● AIM 1
In the P1689 message, what kind of length does the Windows UNICODE struct take?
● AIM 2
Carry the P1689 message forward from its final line.

● SOURCE PASSAGE
——

Secondly, as I've often told you Thiago, the native Windows filesystem
API is also byte based. struct UNICODE takes a *byte* length, not a
wchar_t length. I'll agree that the Win32 path translation layer
complicates that, but underneath it's all byte based, and I would like
to hope that whatever modern i/o proposal WG21 chooses will expose
reality on Windows.

To solve the OP's problem, why doesn't P1689 simply store BOTH the
UTF8-attempt and native filesystem encoding raw bytes edition of pathnames?

The UTF8-attempt edition is where one takes the raw bytes in the native
filesystem encoding, and converts it to UTF-8. Note that even on POSIX,
filesystem paths are not necessarily in valid UTF-8, and ought to be
treated as raw bytes if you want to be able to reopen the original file
after encoding into JSON.

If the raw bytes edition of pathnames in the JSON file is present, it is
used first during lookup. If lookup with the raw byte edition fails, or
if it is not present in the JSON file, the UTF-8 edition is converted to
the native filesystem encoding, and that is used.

This seems to me a reasonable balance of competing factors, and solves
P1689's problem, whilst also keeping the JSON file both human readable
and easily printable by tooling. It also makes a reasonable attempt at
handling the native filesystem encoding changing between uses of the
JSON file, which is a legal possibility.

Niall

On 05/09/2019 05:12, Thiago Macieira wrote:
> Hello Ben, Brad
>
> SG16 was asked to comment on P1689 and how file names can be encoded in a file
> format for exchange of information between different tools in a buildsystem.
> This is not SG16's official reply, it is my own opinion that other members of
> SG16 asked to write after a discussion in our Slack channel.
>
> This is outside of the current scope of the C++ standard, since the standard
> only admits that file names are a sequence of narrow characters not containing
> a NUL, but makes absolutely no determination of what those characters mean. If
> that were sufficient, you wouldn't have asked for an opinion, since all you'd
> need to do would be to encode those bytes somehow. We know that the standard
> is deficient in this area. Notably, the fact that file names on Windows are
> actually stored on the file system and accessed in the low-level API using 16-
> bit wchar_t, instead of the 8-bit char of that platform.
>
> Before I begin, let me say that this paper came as a surprise to those of us
> who are not familiar with SG15's workings. The paper describes a format, but
> does not explain what that format is for. Please revise this paper and try to
> answer some of these questions:
>
> * what tools produce the file?
> * what tools consume the file?
> * how long is the file supposed to last? Is the file supposed to be committed
> to version control?
> * how far is the file supposed to be spread? That is, is networking in scope?
> * what problem does this solve? Is it a new problem?
> * what happens if we don't add this file?
> * what other alternatives were considered? Both as solution and as file
> formats.
> * what happens if the multiple tools do not agree on the view of the
> filesystem (different root, different mountpoints, etc.)? How do you deal with
> this?
>
> == Assumptions ==
>
> Since the paper does not answer those questions above, I am making the
> following assumptions:
>
> 1) the file is an artifact of the build that is not meant to be committed to
> version control. Notably, this means that two builds of the same software are
> not supposed to share this file.

——

Object-pointing dataset rows
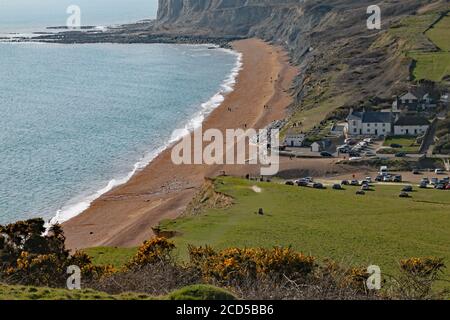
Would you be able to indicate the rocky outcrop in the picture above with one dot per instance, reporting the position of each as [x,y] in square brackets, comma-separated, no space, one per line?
[328,39]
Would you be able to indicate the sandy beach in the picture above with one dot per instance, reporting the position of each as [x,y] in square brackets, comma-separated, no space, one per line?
[124,216]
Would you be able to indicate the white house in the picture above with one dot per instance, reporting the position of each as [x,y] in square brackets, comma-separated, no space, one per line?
[369,123]
[411,126]
[316,147]
[294,139]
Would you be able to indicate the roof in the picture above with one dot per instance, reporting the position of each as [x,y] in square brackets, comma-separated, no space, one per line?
[377,117]
[412,121]
[408,96]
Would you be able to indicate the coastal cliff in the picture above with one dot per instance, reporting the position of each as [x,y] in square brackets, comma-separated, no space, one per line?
[342,62]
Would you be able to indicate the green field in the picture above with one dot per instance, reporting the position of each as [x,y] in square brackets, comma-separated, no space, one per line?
[431,66]
[194,292]
[434,65]
[440,34]
[116,257]
[34,293]
[379,228]
[409,144]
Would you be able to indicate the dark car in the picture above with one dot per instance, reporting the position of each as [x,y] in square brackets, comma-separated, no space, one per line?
[326,154]
[404,195]
[337,186]
[407,189]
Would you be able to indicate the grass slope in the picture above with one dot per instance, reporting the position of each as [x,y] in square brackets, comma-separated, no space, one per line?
[195,292]
[379,228]
[33,293]
[435,65]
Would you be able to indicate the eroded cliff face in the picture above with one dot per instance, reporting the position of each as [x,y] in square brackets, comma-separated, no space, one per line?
[338,56]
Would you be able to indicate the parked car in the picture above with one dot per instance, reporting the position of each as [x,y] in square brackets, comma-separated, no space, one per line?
[326,154]
[404,195]
[440,186]
[408,189]
[337,186]
[302,183]
[370,154]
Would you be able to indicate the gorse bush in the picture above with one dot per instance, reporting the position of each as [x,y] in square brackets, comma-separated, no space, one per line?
[236,264]
[29,257]
[152,252]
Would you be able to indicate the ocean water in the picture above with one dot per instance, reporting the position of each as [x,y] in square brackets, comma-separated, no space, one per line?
[77,120]
[26,16]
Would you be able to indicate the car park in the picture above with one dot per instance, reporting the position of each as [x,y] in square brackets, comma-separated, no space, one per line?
[404,195]
[326,154]
[337,186]
[302,183]
[440,186]
[408,189]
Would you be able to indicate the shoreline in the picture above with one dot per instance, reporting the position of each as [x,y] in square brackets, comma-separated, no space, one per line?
[74,208]
[125,215]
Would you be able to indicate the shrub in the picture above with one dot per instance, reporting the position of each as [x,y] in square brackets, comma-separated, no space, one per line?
[201,292]
[151,252]
[234,264]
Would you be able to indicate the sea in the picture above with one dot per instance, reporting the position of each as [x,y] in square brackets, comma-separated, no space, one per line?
[79,120]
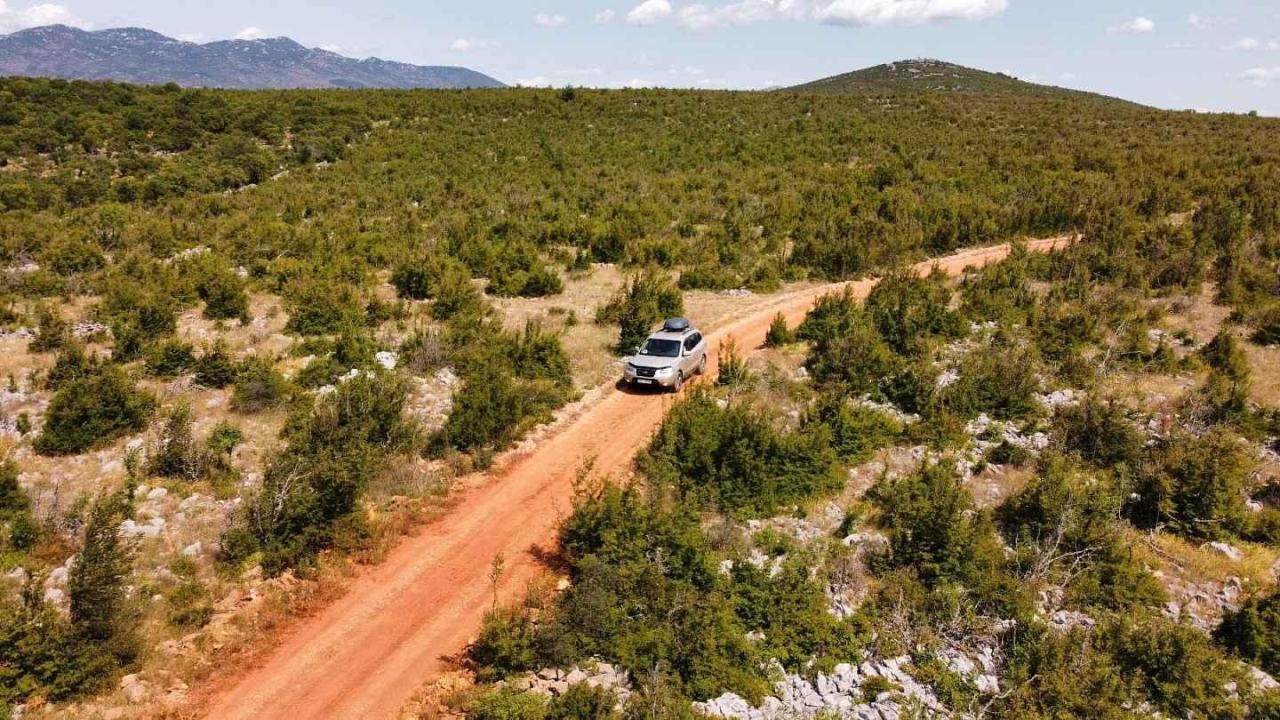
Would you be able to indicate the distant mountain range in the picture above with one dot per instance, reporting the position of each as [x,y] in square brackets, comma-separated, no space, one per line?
[149,58]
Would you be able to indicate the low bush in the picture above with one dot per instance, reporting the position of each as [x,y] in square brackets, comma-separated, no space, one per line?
[855,431]
[309,500]
[734,459]
[780,333]
[508,703]
[72,363]
[215,367]
[1101,433]
[1253,630]
[1197,487]
[909,310]
[641,302]
[257,386]
[92,410]
[169,358]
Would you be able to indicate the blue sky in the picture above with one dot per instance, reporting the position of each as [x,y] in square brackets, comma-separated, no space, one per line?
[1184,54]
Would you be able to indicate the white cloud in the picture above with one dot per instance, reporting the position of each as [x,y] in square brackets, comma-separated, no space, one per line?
[45,14]
[649,12]
[544,19]
[1207,22]
[1134,26]
[570,76]
[906,12]
[699,16]
[1262,77]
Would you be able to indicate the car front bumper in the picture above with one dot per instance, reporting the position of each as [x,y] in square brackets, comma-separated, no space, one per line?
[631,378]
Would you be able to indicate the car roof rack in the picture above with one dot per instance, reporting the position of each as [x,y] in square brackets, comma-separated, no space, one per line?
[676,324]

——

● RESULT 1
A byte length, not a wchar_t length.

● RESULT 2
>
> 2) networking is not in scope. Distributed builds are considered an extension
> of the local system, so they don't count as networking. Distributed build
> tools need to emulate the file system of the originator.
>
> 3) different views of the filesystem are out of scope.
>
> == File paths for interchange ==
>
> I propose three options and I will let you choose which one you want. This
> section is only about the file paths ("payload") and is independent of the
> format of the file ("transport"), but I will make references to storing such
> payload in JSON.
>
> The options are:
> - Option 1: file names are Unicode text
> - Option 2: file names are binary
> * 2a: file names are bytes only
> * 2b: file names can be bytes or words
>
> === Option 1: file names are Unicode text ===
> a.k.a. "What could go wrong™?" option
>
> File names and paths are a valid sequence of Unicode codepoints. This is true
> because a file is very often displayed to the user in a shell, command-prompt,
> graphical or text interface, etc. When that happens, file names *are* text.
> This is option is what people *expect* to happen and is therefore the natural
> solution.
>
> In JSON, this means file names are transmitted as Strings (RFC 8259 section
> 7), encoded in UTF-8. In that scenario, you'd open a file name found in the
> payload the following ways:
>
> a) on Windows, use c8strtowcs or c8srtoc16s and pass the result to _wfopen()
> or CreateFileW
>
> b) on other systems, use SG16's proposed c8srtombs ("char8_t string to
> multibyte string") and pass the result to open() or fopen()
>
> c) with Qt, if using QJsonDocument, the pass the string from
> QJsonValue::toString() to QFile.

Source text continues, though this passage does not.